Passage choisi
+-------+

Ce roman au format particulier fut le pari de mes lectures de la rentrée littéraire : plus de 1000 pages, cinq livres différents, à lire dans l'ordre de son choix, formant un tout romanesque qui laisse la parole à cinq personnages différents, à des époques différentes, dans des lieux différents, « écrivant » sous des genres eux aussi différents, étant malgré tout liés, soit par une découverte qui aurait pu changer la face du monde si elle avait été avérée, soit par une catastrophe qui l'a, quant à elle, indéniablement changée.

Ces personnages, ce sont Paulette Blanchard, jeune française d'une famille aisée de la fin du XIXème siècle en quête d'émancipation, qui trouvera son salut dans le voyage et la science, et qui nous raconte son histoire sous forme d'un journal intime encyclopédique ; Jona Jonas, jeune artiste autrichien en quête de son amante qui a disparu, qui se rend pour cela au Japon, en 2011, à l'aune de la catastrophe, et qui nous décrit ses états d'âme au fil de ses recherches, ainsi que son passé, sous la forme d'un récit plus classique ; Chantal Blanchard, physicienne et climatologue aux nombreuses instabilités mentales, qui nous est présentée par un de ses cahiers, le septième, renvoyant à ses pensées, idées, dessins rédigés entre novembre 2010 et mars 2011 ; Akio Itô, jeune garçon japonais qui a vécu la catastrophe au plus près, qui la raconte dans des enregistrements ici retranscrits ; enfin Abra Aoki, jeune tokyoïte, physiquement et mentalement meurtrie, dont les errances dans la ville nous sont racontées par l'intermédiaire d'un manga.

+-------+

Entrées

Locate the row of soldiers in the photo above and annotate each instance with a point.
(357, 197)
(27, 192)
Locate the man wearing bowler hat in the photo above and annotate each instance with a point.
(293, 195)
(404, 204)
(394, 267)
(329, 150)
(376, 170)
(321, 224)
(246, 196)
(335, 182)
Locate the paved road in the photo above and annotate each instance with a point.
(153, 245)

+-------+

Rédigez la suite du passage consacré au roman en cinq livres, en partant de sa dernière phrase.

Mélange détonnant en somme que celui de ces formats, personnages, temporalités et spatialités variés, qui auraient pu être un maelstrom manquant de cohérence et de lien, mais ce n'est pas du tout le cas : c'est un mélange d'une grande qualité narrative, stylistique – du moins la traduction -, d'une grande richesse thématique également. Chaque personnage a en effet sa voix propre, son style propre, rendant au mieux compte de la personnalité et de l'histoire de chacun ; les liens qui les unissent, bien que plus ou moins ténus, sont présentés avec une impressionnante limpidité. L'ensemble coule en effet, même malgré la longueur et la complexité des idées ou pensées parfois énoncées par un personnage, avec un grand naturel qui nous emmène avec plaisir dans les méandres de ces vies accidentées.

Le grand rire des hommes assis au bord du monde est de fait un roman que j'ai vraiment apprécié, rigoureux, complexe, qui demande de la concentration à la lecture, qui incite à la réflexion, notamment philosophique, sur la place de l'Humain dans le monde, sur son omniprésence qui nuit désormais à ce qui l'entoure, sur les conséquences de ces nuisances sur lui-même, également sur la place que chacun tient dans ce monde, lui-même de plus en plus accidenté et bouleversé. Pari réussi que cette découverte, finalement, de Philipp Weiss, dont c'est le premier roman !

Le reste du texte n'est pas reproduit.